## Material to process
++++++++++++++++++++
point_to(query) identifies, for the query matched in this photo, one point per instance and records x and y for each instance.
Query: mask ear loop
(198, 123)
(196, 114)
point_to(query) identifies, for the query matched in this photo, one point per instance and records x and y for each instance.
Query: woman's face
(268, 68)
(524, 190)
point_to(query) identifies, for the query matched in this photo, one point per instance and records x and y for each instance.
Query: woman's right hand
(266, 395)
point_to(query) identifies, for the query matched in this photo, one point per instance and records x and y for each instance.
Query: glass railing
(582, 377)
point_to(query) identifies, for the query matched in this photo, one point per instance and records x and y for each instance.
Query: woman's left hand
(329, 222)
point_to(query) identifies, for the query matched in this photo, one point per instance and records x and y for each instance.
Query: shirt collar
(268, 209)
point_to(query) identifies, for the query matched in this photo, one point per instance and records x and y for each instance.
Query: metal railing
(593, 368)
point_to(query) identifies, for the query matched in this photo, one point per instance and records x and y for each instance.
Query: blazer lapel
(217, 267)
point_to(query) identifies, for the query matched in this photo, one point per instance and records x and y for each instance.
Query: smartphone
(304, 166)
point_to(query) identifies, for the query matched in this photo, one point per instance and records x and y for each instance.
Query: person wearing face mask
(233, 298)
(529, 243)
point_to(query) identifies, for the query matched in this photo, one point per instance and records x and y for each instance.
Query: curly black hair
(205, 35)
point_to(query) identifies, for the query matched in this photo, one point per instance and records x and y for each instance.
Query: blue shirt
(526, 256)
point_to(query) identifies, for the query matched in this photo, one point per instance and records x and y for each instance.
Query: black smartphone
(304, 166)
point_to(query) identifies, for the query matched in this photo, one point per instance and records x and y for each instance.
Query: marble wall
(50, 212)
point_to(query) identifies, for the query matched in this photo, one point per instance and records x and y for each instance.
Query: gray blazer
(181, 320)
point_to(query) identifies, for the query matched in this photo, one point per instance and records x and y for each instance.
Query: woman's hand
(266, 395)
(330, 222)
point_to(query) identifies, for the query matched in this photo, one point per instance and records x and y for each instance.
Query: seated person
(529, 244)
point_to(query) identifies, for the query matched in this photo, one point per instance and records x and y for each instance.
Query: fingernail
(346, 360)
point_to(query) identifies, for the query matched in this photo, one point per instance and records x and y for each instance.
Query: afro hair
++++++++++++++++++++
## Task directions
A verbatim restatement of all the entries above is required.

## The answer
point_to(query) identifies, for the query matched in this photo, one point per instance and records x and y for each instance.
Query: mask ear loop
(198, 123)
(196, 114)
point_to(query) identifies, for the query matched in this photo, one point per instance and records x and y for each instance.
Query: woman's face
(268, 68)
(524, 190)
point_to(query) identifies, for the query matched in this photo, one point per instance and records x and y for each instance.
Query: woman's right hand
(266, 395)
point_to(query) identifies, for the query matched in this photo, one point per instance and records x and y for each instance.
Query: glass railing
(582, 377)
point_to(query) identifies, for the query matched in this photo, one point per instance and records x and y for each instance.
Query: woman's left hand
(329, 222)
point_to(query) identifies, for the query matched in this photo, one point per instance and records x and y for each instance.
Query: shirt collar
(268, 209)
point_to(query) identifies, for the query matched in this photo, one point per instance and records x and y for each instance.
Query: metal railing
(593, 368)
point_to(query) identifies, for the query matched in this photo, one point per instance and records x and y for each instance.
Query: blazer lapel
(217, 267)
point_to(query) identifies, for the query matched in this photo, one point per instance and records x and y for each instance.
Query: smartphone
(304, 166)
point_to(query) identifies, for the query matched in this photo, one point per instance and records x and y for each instance.
Query: person wearing face mask
(233, 298)
(529, 243)
point_to(query) identifies, for the query matched in this photo, one point per instance and records x and y for each instance.
Query: curly black hair
(205, 35)
point_to(query) identifies, for the query matched in this photo, one point per instance and records x and y for each instance.
Query: blue shirt
(526, 256)
point_to(query) identifies, for the query matched in this photo, one point per instance and records x and y for each instance.
Query: black smartphone
(304, 166)
point_to(query) identifies, for the query matched in this photo, one point per instance and records x and y for each instance.
Query: marble wall
(50, 212)
point_to(query) identifies, for the query matched in this photo, one point per instance and records x and y for each instance.
Query: gray blazer
(181, 320)
point_to(query) identifies, for the query matched in this photo, one point per instance and records x and y for each instance.
Query: woman's hand
(266, 395)
(330, 222)
point_to(query) identifies, for the query matched in this photo, one point per instance and records x and y for each instance.
Query: seated person
(529, 244)
point_to(query) identifies, for the query matched in this photo, one point per instance and records x and y for each instance.
Query: fingernail
(346, 360)
point_to(query) identifies, for the query matched in this photo, one point per instance and records x and y for each instance.
Query: afro hair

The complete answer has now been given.